> **TASK REQUIREMENTS**:
Pull out each line of the listing below that contains the string "capital", and copy those lines without changing them.

— BEGIN PROVIDED DATA —

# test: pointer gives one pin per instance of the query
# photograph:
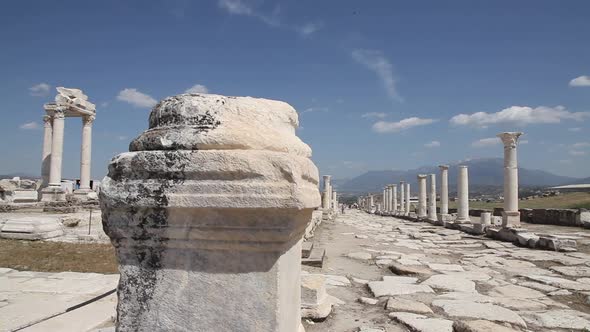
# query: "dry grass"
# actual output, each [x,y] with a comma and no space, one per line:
[45,256]
[564,201]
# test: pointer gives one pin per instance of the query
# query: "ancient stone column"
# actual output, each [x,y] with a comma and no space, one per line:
[444,189]
[207,213]
[325,195]
[463,195]
[422,196]
[85,154]
[393,198]
[402,206]
[46,156]
[510,215]
[54,192]
[432,198]
[408,201]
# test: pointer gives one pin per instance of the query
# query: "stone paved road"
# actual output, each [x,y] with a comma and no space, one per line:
[427,278]
[27,296]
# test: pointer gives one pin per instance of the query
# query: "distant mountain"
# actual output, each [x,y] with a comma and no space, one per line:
[484,174]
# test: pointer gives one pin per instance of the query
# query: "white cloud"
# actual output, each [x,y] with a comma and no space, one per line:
[308,28]
[40,90]
[241,7]
[394,127]
[433,144]
[136,98]
[519,115]
[485,142]
[29,125]
[378,115]
[580,81]
[197,88]
[375,61]
[581,145]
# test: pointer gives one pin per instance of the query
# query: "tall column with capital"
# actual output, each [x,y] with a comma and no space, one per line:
[511,215]
[393,198]
[463,195]
[402,206]
[46,156]
[85,153]
[432,198]
[422,196]
[57,142]
[408,201]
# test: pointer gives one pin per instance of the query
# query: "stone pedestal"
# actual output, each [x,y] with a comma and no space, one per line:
[207,213]
[422,196]
[511,215]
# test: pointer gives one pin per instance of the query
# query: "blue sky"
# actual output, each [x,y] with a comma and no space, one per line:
[378,84]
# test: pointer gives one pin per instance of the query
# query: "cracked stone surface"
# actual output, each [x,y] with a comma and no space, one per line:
[473,282]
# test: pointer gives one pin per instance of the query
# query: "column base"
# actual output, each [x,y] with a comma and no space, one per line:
[510,219]
[85,194]
[443,218]
[53,194]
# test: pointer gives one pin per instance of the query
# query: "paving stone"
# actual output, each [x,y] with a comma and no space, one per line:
[487,311]
[450,283]
[446,267]
[560,282]
[392,286]
[553,319]
[362,256]
[421,323]
[572,271]
[516,292]
[480,326]
[405,305]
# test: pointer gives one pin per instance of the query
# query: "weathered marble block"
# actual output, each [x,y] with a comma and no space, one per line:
[207,213]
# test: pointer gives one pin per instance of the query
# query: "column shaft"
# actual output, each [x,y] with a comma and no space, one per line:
[463,195]
[86,152]
[46,155]
[432,198]
[57,149]
[422,196]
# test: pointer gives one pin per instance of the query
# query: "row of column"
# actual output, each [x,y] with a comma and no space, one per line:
[427,194]
[53,137]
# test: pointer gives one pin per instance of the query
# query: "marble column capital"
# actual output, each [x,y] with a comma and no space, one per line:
[509,139]
[88,120]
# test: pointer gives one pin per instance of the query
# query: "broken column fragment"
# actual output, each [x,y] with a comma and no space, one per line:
[207,213]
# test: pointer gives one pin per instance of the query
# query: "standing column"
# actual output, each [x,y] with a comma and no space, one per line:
[57,148]
[463,195]
[394,199]
[432,198]
[85,154]
[402,206]
[384,199]
[54,192]
[422,196]
[408,201]
[511,215]
[46,156]
[444,189]
[326,195]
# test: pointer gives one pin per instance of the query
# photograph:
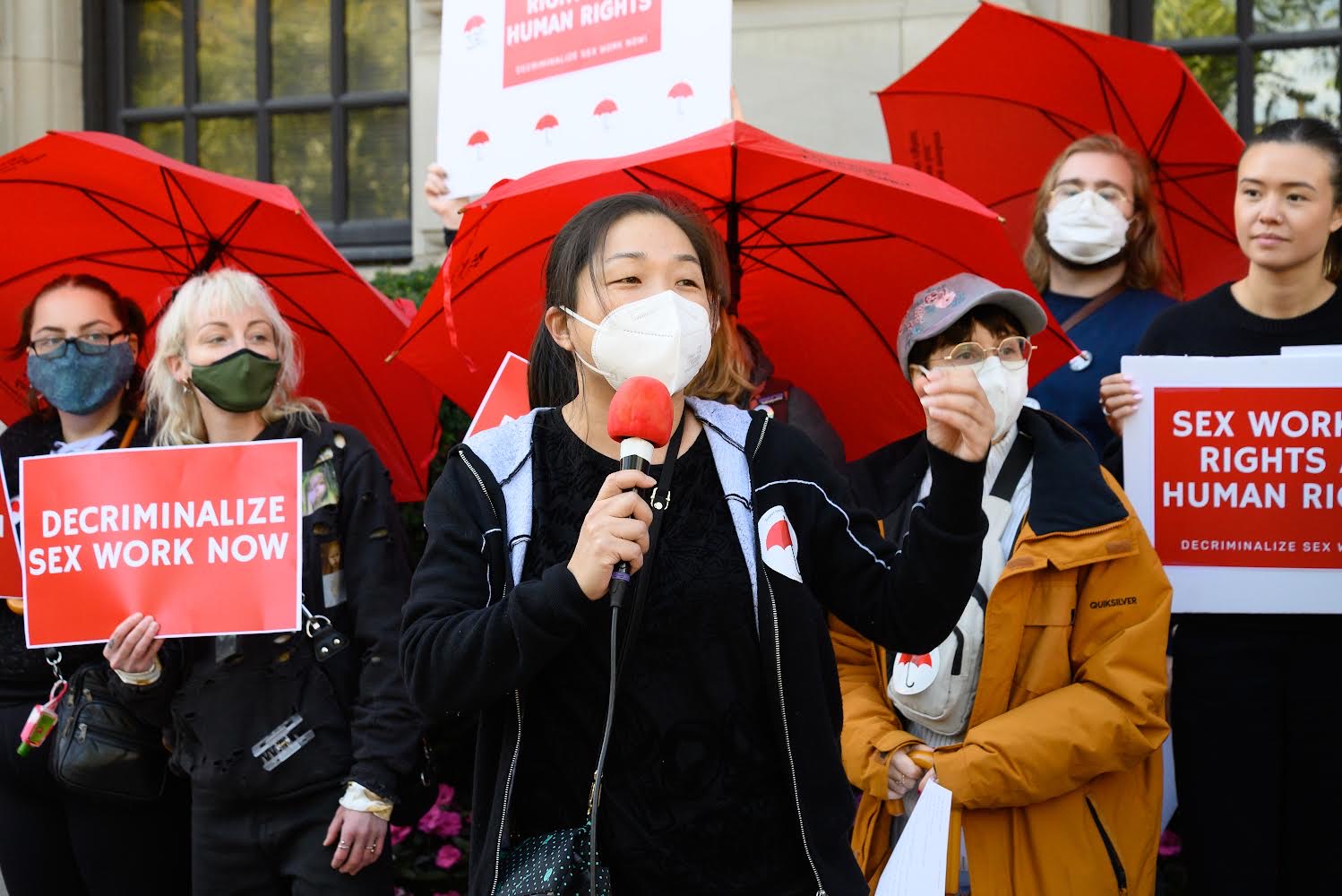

— END PROVIDED DATA —

> **WRITTEN REPLY**:
# query: "tall column with capital"
# query: "marble column capital"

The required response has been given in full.